- _Assignment_
Write out each record exactly and skip every image.

- _Information provided_
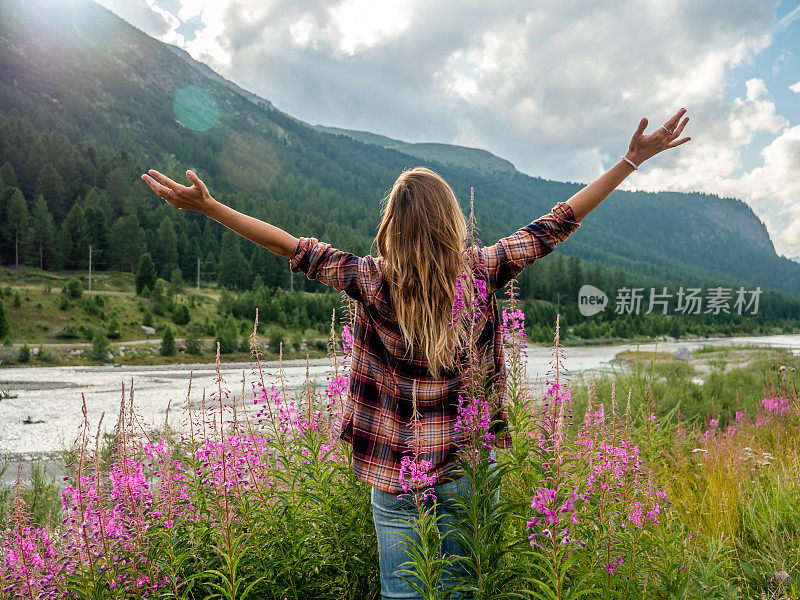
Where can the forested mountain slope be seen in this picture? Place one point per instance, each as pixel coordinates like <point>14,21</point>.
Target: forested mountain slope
<point>87,102</point>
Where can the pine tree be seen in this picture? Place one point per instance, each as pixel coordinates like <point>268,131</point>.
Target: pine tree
<point>232,268</point>
<point>165,248</point>
<point>5,326</point>
<point>176,284</point>
<point>16,221</point>
<point>8,176</point>
<point>168,342</point>
<point>43,231</point>
<point>145,274</point>
<point>99,351</point>
<point>98,230</point>
<point>74,239</point>
<point>128,243</point>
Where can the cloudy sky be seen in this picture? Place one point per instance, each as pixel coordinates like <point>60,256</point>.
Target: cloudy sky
<point>556,87</point>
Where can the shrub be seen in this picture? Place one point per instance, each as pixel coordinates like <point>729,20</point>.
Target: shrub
<point>167,342</point>
<point>24,355</point>
<point>99,350</point>
<point>113,328</point>
<point>226,335</point>
<point>193,344</point>
<point>45,355</point>
<point>276,336</point>
<point>145,274</point>
<point>158,299</point>
<point>74,288</point>
<point>180,316</point>
<point>176,284</point>
<point>5,326</point>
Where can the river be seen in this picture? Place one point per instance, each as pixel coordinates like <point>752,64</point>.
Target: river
<point>45,411</point>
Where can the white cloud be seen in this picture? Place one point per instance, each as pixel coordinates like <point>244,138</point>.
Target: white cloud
<point>555,87</point>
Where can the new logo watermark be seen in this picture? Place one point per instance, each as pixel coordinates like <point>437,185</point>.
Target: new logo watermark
<point>591,300</point>
<point>684,301</point>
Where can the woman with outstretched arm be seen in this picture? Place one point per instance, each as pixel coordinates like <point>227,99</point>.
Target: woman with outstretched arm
<point>406,350</point>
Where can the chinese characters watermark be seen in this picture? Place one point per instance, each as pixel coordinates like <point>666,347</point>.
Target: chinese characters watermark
<point>684,301</point>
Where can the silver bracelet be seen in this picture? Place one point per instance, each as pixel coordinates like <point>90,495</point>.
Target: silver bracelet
<point>630,162</point>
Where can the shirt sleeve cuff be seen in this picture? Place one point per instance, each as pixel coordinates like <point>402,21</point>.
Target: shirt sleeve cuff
<point>564,211</point>
<point>300,253</point>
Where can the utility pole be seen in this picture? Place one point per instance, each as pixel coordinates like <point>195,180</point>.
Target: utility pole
<point>92,251</point>
<point>201,262</point>
<point>90,267</point>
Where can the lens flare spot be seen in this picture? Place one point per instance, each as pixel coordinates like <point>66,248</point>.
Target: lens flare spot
<point>196,108</point>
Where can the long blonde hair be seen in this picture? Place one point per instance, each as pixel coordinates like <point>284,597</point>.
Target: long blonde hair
<point>421,238</point>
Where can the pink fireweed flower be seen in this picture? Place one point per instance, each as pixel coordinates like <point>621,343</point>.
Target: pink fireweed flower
<point>474,421</point>
<point>414,475</point>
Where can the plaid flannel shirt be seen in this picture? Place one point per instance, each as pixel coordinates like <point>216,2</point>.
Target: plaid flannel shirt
<point>378,409</point>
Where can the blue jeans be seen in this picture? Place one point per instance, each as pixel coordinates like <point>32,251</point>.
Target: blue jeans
<point>386,508</point>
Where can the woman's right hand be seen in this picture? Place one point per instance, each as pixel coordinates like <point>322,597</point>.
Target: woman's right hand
<point>643,146</point>
<point>186,198</point>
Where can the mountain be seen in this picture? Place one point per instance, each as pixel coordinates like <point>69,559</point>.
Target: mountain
<point>88,102</point>
<point>472,159</point>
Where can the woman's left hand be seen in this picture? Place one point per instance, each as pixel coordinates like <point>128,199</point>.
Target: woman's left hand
<point>643,146</point>
<point>186,198</point>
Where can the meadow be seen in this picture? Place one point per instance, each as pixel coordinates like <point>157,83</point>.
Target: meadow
<point>633,486</point>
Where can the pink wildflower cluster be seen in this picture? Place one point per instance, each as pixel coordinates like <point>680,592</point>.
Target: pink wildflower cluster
<point>474,421</point>
<point>415,477</point>
<point>30,559</point>
<point>773,407</point>
<point>514,324</point>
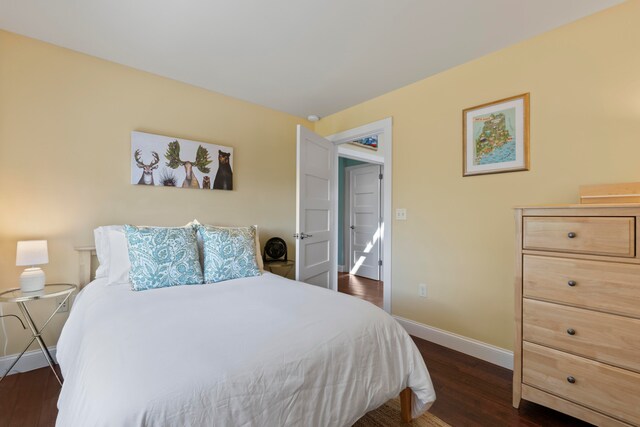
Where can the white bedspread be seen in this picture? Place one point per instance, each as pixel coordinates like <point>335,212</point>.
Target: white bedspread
<point>261,351</point>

- _Result for this task_
Where can the forested mountain slope be seen in this picture? Place one point per instance, each as pixel coordinates like <point>14,21</point>.
Target: forested mountain slope
<point>87,102</point>
Where can the pine tree be seen in this picture? Place one point per instance, each as pixel coordinates like <point>268,131</point>.
Target: pine tree
<point>232,268</point>
<point>165,248</point>
<point>5,326</point>
<point>176,284</point>
<point>16,221</point>
<point>8,176</point>
<point>168,342</point>
<point>43,231</point>
<point>145,274</point>
<point>99,351</point>
<point>98,230</point>
<point>74,239</point>
<point>128,243</point>
Where can the cloudy sky be seen in this picture? Place one point per instance, each as pixel coordinates like <point>60,256</point>.
Target: cloudy sky
<point>556,87</point>
Where can the shrub be seen in this picture? Place one point per instance, each as pixel coordinates like <point>729,20</point>.
Target: shrub
<point>167,342</point>
<point>24,355</point>
<point>99,350</point>
<point>113,328</point>
<point>226,335</point>
<point>193,344</point>
<point>45,355</point>
<point>276,336</point>
<point>145,274</point>
<point>158,299</point>
<point>74,288</point>
<point>180,316</point>
<point>176,284</point>
<point>5,326</point>
Where can the river be seen in this picture? Place one point per instance, each as pixel coordinates like <point>752,64</point>.
Target: river
<point>45,411</point>
Where can the white cloud be seen in this picture? Place one point per instance, each as pixel coordinates like <point>244,138</point>.
Target: white cloud
<point>555,87</point>
Where can the new logo watermark be seen in this picture? Place one point per instance, each as pixel coordinates like <point>437,185</point>.
Target: new logo watermark
<point>591,300</point>
<point>684,301</point>
Where can the woman with outstretched arm be seen in this picture? Place one point per instance, each as pixel coordinates like <point>227,99</point>.
Target: woman with outstretched arm
<point>406,350</point>
Where can the chinese characters watermark be seen in this picture? Place one point per instance, each as pixel coordinates like <point>666,347</point>.
Target: chinese characters watermark
<point>684,301</point>
Where can the silver bracelet be seen in this picture? Place one point per instance, each as pixel coordinates like <point>90,495</point>.
Target: silver bracelet
<point>630,162</point>
Where can the shirt sleeve cuff be seen in this picture? Place one point per instance, each as pixel coordinates like <point>402,21</point>.
Target: shirt sleeve cuff
<point>564,211</point>
<point>300,253</point>
Where can the utility pole be seen in this picture? Place one point per instance, each as pixel coordinates like <point>195,180</point>.
Target: utility pole
<point>92,251</point>
<point>201,262</point>
<point>90,267</point>
Where can the lens flare spot be seen in this picture? Place one point per instance, each as pixel coordinates like <point>66,248</point>.
Target: lens flare spot
<point>196,108</point>
Where can the long blonde hair be seen in this picture? Place one point per instance, each as pixel coordinates like <point>284,597</point>.
Target: long blonde hair
<point>421,238</point>
Where can the pink fireweed flower be seen in this picture? Place one point per instance, each as pixel coordinates like <point>621,343</point>.
Target: pink fireweed flower
<point>474,421</point>
<point>414,475</point>
Where can the plaid flannel shirt be seen in this picture? Place one point per instance, each as pixel coordinates like <point>216,2</point>.
Target: plaid flannel shirt
<point>378,409</point>
Where can the blue jeans be seen in this picture? Place one point per instance, each as pixel coordinates like <point>32,251</point>.
Target: blue jeans
<point>386,508</point>
Where can the woman's right hand be seen in this picture? Place one point per instance, each as pixel coordinates like <point>322,597</point>.
Target: woman's right hand
<point>643,146</point>
<point>186,198</point>
Where can the mountain be seen in this picture? Place one point per instance, each as pixel coordinates like <point>69,559</point>.
Target: mountain
<point>88,102</point>
<point>472,159</point>
Where can the woman's left hand be seen in this picture? Place one point per instance, each as pixel coordinates like <point>128,199</point>.
Target: woman's left hand
<point>643,146</point>
<point>186,198</point>
Where can the meadow be seen in this picture? Place one point per instance, each as pixel coordinates like <point>157,83</point>.
Target: meadow
<point>633,486</point>
Where can the pink wildflower cluster be seen in this picture? Place one point per instance, each as pixel coordinates like <point>680,592</point>.
Target: pink wildflower cluster
<point>474,421</point>
<point>415,477</point>
<point>30,559</point>
<point>773,407</point>
<point>514,324</point>
Where can the white bedspread be seen in this picture? Place one point per instance, each as pixel coordinates like <point>335,212</point>.
Target: white bedspread
<point>261,351</point>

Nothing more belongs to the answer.